> [Request 1]: For each statement below about the state fair food article, answer yes or no according to whether it agrees with the text, and quote the words of the text that decide it. (a) The Ultimate Bacon Brisket Bomb contains eight ounces of brisket. (b) Spaghetti Ice Cream was named signature food at the 2010 Indiana State Fair. (c) The creator of deep-fried butter spoke to the Today show in 2009.
> [Request 2]: Rewrite the stretch of the state fair food article from "3. Spaghetti Ice" through "fry butter, anyway?", putting "frozen custard" in place of "gelato".

> [Document passage]:
=====

9 Outrageous Menu Items You’ll Only Find At A State Fair Image courtesy of bunchofpants
When yours truly was a kid, eating at the State Fair meant grabbing some fried cheese curds, a funnel cake, and resigning oneself to a coating of that unique combination of powdered sugar and sweat. Things are not so simple in the new millennium, however.
In an attempt to stand out in the crowds that fill state fairgrounds every year, food vendors have resorted to over-the-top feats of gustatory delight. Whether it’s fried, stacked, stuffed, smothered, or all of the above, here are a few contenders for some of the weirdest foods state (and county) fairs have to offer.
Put away your calorie counters, folks. Where we’re going, there are no calories (because otherwise it’s no fun).
1. Ultimate Bacon Brisket Bomb (Iowa)
Full disclosure here, guys: With one-sixth of the Consumerist staff hailing from Iowa, we have to admit it’s tough not to recognize the state’s particular dedication to busting the gut and testing the limits of taste buds. With things like Apple Pie on a Stick and Golden Fried Peanut Butter and Jelly (again) on a Stick, it’s hard to choose just one.
But last year’s Ultimate Bacon Brisket Bomb, boasting eight ounces of brisket wrapping tightly and lovingly in the arms of bacon, and smothered in jalapeño cheese and barbecue sauce has to be the winner here. Because it’s bacon, it’s a bomb, it’s a bacon bomb.
2. Italian Dessert Nachos (Minnesota)
The Italian dessert nachos that the Minnesota State Fair unleashed on unsuspecting visitors sound like something two buddies dreamed up while stoned: cinnamon sugar cannoli chips covered in sweet ricotta cheese filling, fruit, chocolate, nuts, and candy toppings. Yes, that seriously happened.
3. Spaghetti Ice Cream (Indiana)
What you see is not what you get with this Indiana State Fair oddity: gelato noodles are doused in strawberry sauce, with white chocolate acting as Parmesan cheese, with a few chocolate balls posing as meatballs. The faux dessert went on to win the crown of signature food at the 2012 Indiana State Fair. Mamma mia indeed.
4. Deep-Fried Butter Balls and…
5. Deep-Fried Beer (Texas)
Texas takes state fair food quite seriously, making it tough to narrow it down to just a few strokes of weird genius. Any state that gets straight to the fatty point with deep-fried balls of butter:
… then throws in a fried beer to wash it down:
is one that we must commend wholeheartedly, however, for straight-up dedication to the deep fryer.
Why deep fry butter, anyway?
“I mean, butter by itself does not taste good,” its creator told the Today show back in 2009. “Nobody just grabs a stick of butter and eats it. That would be gross.”
6. Deep-Fried Kool-Aid and…
7. Deep-Fried Hot Sauce (California)
We’ve seen deep-fried Starbucks before, sure, but why eat battered coffee grounds when you can say “Oh yeah!” to deep-fried Kool-Aid?

=====

> [Data section]:

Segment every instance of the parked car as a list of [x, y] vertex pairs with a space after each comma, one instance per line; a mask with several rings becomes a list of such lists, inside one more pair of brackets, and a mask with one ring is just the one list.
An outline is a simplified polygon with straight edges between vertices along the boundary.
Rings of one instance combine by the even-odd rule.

=====

> [Finished answer 1]:
(a) Yes: "boasting eight ounces of brisket"
(b) No: "win the crown of signature food at the 2012 Indiana State Fair"
(c) Yes: "its creator told the Today show back in 2009"

> [Finished answer 2]:
3. Spaghetti Ice Cream (Indiana)
What you see is not what you get with this Indiana State Fair oddity: frozen custard noodles are doused in strawberry sauce, with white chocolate acting as Parmesan cheese, with a few chocolate balls posing as meatballs. The faux dessert went on to win the crown of signature food at the 2012 Indiana State Fair. Mamma mia indeed.
4. Deep-Fried Butter Balls and…
5. Deep-Fried Beer (Texas)
Texas takes state fair food quite seriously, making it tough to narrow it down to just a few strokes of weird genius. Any state that gets straight to the fatty point with deep-fried balls of butter:
… then throws in a fried beer to wash it down:
is one that we must commend wholeheartedly, however, for straight-up dedication to the deep fryer.
Why deep fry butter, anyway?